• Text excerpt:
When I called to tell her I was coming up for a visit, I said “I’m coming to see you!”
Startled, she echoed back, hearing bad as ever: “You’re coming to live with me???” Not in a million freaking years, I thought. Not if the sky falls in on
every square inch of the world except for your house.
Generally, her inappropriate behavior’s carefully medicated down to a dull white noise, thanks to
a cupful of pills packed in bubbles, administered twice daily by visiting nurses who have finally figured out after a few
wild misadventures that if they didn’t watch Mum swallow them, all hell might unfold.
Some boxes should stay closed. Forrest Gump’s mother was wrong. Life’s not like a box of chocolates.
Life is like a can of worms. Leave the lid on.
In
1967, when my mother’s brother smashed his leg in a bad drunken driving accident, he came to stay, bringing a big laugh
and warm brown eyes and Grandpa’s male pattern baldness. The life of the party, Uncle Harris was basically cheerful
despite being bed-bound and at risk of losing his leg. I loved to sit with him and read the paper, movie reviews, comics,
and light news articles about animals and things that interested me.
One day while walking home from school on the deserted back road, I was approached by a stranger in a car,
asking for directions in a heavily accented voice. My sister Jennifer, a hundred yards behind me, saw the odd angle I was
gazing into the car. Staring at the unfamiliar fleshy thing nestled in black hair in his lap, I assumed it was some sort of
baby animal, bald at birth. Jennifer ran as fast as she could, screaming my name.
Could I identify him? The police wanted to know. He had a crew cut, a funny accent, a hairy black lap,
a red car with a black roof. Really hadn’t noticed his face much. Very helpful.
The incident on the back road triggered something in Mum. As I read the funnies with my uncle, happy for
a little attention and someone to read with, my mother, ever more distraught, decided my broken Uncle Harris was molesting
me. This time, wild-eyed and despite everyone’s protestations, she said she was going to do something about IT. This time, she spat out, she was going to get IT right.
I got my first honest-to-God, knees-up, stinging gynecological exam at the age of seven, the doc probing
my tiny tissues with instruments. In a red-faced screaming fit, my disoriented mother called me Heather, insisting I was lying
to her. She had, my Aunt Lois would say later, “dropped her basket.”
Uncle Harris was ousted, crushed leg and all, after begging my mother to let him stay and swearing on their
mother’s grave he had done nothing. I believe that until his dying day, he thought I was the one who made up the outrageous
accusations against him. The doctor found no evidence of abuse, but on Mum’s word, the entire extended family knew Harris
for a molester from then on.
After that, my mother’s lucid moment were more rare. Eventually, she decided to build a house of
her own on the land she bought with three thousand dollars her father left her. That was what I think of as my Really Bad
Hair Year. She pitched a tent, and then added a tiny trailer. That was where we lived, in the tent, and then in the trailer,
while she built her weird house.

• What to do:
A. Copy the memoir excerpt from the part that opens with the words containing "When I called" and closes with "box of chocolates.", swapping "Mum" for "Mom".
B. Keep writing the memoir excerpt, picking up right after its last sentence.
You won't need the stored items for any of this.

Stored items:

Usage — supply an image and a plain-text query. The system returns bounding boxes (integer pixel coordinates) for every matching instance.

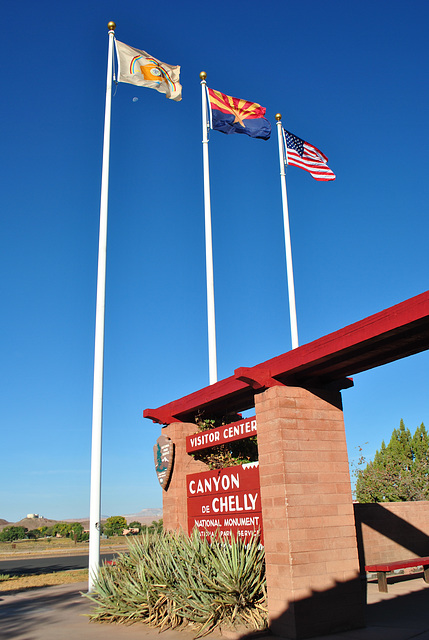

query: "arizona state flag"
[207,87,271,140]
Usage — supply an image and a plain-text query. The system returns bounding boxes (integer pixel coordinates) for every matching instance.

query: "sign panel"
[153,436,174,489]
[186,416,257,453]
[186,462,262,541]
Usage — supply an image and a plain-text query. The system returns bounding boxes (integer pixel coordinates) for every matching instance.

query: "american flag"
[283,129,336,181]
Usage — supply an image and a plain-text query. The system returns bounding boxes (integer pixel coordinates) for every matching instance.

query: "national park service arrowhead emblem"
[153,436,174,489]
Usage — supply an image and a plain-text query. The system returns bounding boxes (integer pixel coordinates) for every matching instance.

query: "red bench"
[365,556,429,593]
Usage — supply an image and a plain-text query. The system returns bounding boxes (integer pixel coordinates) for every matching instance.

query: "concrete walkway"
[0,577,429,640]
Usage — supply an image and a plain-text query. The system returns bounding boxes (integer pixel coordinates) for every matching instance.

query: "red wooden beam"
[143,291,429,424]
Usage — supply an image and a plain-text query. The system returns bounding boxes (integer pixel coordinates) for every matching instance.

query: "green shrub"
[88,532,267,637]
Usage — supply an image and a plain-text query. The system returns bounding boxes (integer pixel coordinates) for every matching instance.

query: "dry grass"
[0,569,88,595]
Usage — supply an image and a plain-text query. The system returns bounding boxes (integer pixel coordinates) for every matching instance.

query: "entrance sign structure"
[143,291,429,639]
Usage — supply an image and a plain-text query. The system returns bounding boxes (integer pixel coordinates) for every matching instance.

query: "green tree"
[52,522,71,538]
[356,420,429,502]
[103,516,127,537]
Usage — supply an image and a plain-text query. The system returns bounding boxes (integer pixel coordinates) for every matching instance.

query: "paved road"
[0,553,118,576]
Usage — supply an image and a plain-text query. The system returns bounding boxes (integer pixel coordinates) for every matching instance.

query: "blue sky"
[0,0,429,521]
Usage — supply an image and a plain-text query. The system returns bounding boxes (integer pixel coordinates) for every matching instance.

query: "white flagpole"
[200,71,217,384]
[276,113,298,349]
[88,22,116,592]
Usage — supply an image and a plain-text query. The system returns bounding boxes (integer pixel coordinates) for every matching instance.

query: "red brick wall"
[255,386,363,638]
[354,501,429,567]
[162,422,208,533]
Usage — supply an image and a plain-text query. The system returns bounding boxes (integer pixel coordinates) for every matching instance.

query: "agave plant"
[84,531,267,637]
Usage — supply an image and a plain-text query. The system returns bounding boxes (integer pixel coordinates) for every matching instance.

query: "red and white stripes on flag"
[283,129,336,182]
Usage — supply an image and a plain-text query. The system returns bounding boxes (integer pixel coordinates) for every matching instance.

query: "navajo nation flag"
[283,129,336,182]
[207,88,271,140]
[115,39,182,102]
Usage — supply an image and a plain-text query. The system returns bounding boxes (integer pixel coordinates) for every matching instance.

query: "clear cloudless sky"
[0,0,429,521]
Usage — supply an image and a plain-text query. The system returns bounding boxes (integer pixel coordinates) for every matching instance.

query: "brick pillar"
[162,422,208,533]
[255,386,364,640]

• Expected outputs:
A.
When I called to tell her I was coming up for a visit, I said “I’m coming to see you!”
Startled, she echoed back, hearing bad as ever: “You’re coming to live with me???” Not in a million freaking years, I thought. Not if the sky falls in on
every square inch of the world except for your house.
Generally, her inappropriate behavior’s carefully medicated down to a dull white noise, thanks to
a cupful of pills packed in bubbles, administered twice daily by visiting nurses who have finally figured out after a few
wild misadventures that if they didn’t watch Mom swallow them, all hell might unfold.
Some boxes should stay closed. Forrest Gump’s mother was wrong. Life’s not like a box of chocolates.

B.
She could be wildly innovative. Pleased as if she’d found a twenty-dollar bill in her jeans, she’d
say, “This is Paco. I found him hitch-hiking. He said he knows how to make stairs.” And Paco would live with my
mother and her two adolescent daughters for a day or a week, until the stairs were done or it turned out that he was a bum.
As if all mothers brought hitchers home.
As far as we knew, they did.
In
the summer of 1972, my mother boarded a commercial fishing vessel, supposedly as cook. My sister saw her kissing the boat’s
captain. My mother assured me I was with in good hands with the elderly couple who worked at the floating fish house.
I cried myself to sleep on their couch that smelled, like everything there, of stale fish and cigarette
smoke. I got my Dickensian “chores” the next day. After the silver salmon came spilling out of the massive scale,
working in the dark freezer under a single light bulb, I filled their coral-pink bellies with ice, stacking them in rows in
the crates, bound for fancy restaurant tables.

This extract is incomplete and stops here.